::: Stored data

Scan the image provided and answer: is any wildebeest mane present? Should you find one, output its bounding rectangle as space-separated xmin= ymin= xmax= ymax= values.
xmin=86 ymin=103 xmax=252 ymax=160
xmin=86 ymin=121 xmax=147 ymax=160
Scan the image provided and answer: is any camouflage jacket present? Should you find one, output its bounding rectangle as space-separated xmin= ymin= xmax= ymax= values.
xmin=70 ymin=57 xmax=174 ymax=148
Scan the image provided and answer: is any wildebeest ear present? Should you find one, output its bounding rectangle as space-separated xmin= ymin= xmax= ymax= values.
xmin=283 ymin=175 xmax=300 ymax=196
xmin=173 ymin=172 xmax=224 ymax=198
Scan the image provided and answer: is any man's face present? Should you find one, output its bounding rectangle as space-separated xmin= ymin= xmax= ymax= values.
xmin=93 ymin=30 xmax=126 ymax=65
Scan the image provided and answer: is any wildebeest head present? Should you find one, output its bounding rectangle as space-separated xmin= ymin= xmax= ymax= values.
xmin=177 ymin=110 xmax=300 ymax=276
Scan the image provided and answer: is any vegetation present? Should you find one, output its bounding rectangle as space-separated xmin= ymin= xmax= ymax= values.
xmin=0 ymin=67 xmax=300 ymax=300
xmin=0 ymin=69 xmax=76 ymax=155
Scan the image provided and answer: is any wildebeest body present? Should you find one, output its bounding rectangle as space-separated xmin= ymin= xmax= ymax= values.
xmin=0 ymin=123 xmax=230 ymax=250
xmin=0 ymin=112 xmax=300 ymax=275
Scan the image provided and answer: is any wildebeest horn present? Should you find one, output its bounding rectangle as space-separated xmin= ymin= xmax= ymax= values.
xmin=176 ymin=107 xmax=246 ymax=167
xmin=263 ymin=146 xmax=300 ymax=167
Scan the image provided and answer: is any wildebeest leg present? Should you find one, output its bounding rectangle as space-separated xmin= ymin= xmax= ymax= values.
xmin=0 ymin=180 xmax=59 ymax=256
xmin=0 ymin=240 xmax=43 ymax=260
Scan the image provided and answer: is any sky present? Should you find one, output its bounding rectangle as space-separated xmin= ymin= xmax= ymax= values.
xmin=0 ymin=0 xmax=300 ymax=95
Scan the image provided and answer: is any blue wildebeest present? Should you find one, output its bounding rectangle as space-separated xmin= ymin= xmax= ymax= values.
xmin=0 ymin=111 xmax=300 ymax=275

::::::

The problem:
Output the listing starting at the line containing "Scan the image provided and answer: is any wildebeest ear" and ending at the line containing "xmin=173 ymin=172 xmax=224 ymax=198" as a two-column CSV with the headers request and answer. Give one row per request, put each field in quotes, and replace any line breaks with spaces.

Problem solution:
request,answer
"Scan the image provided and answer: is any wildebeest ear present? Should you find one, output its bounding rectangle as space-separated xmin= ymin= xmax= ymax= values.","xmin=283 ymin=175 xmax=300 ymax=196 xmin=173 ymin=172 xmax=224 ymax=198"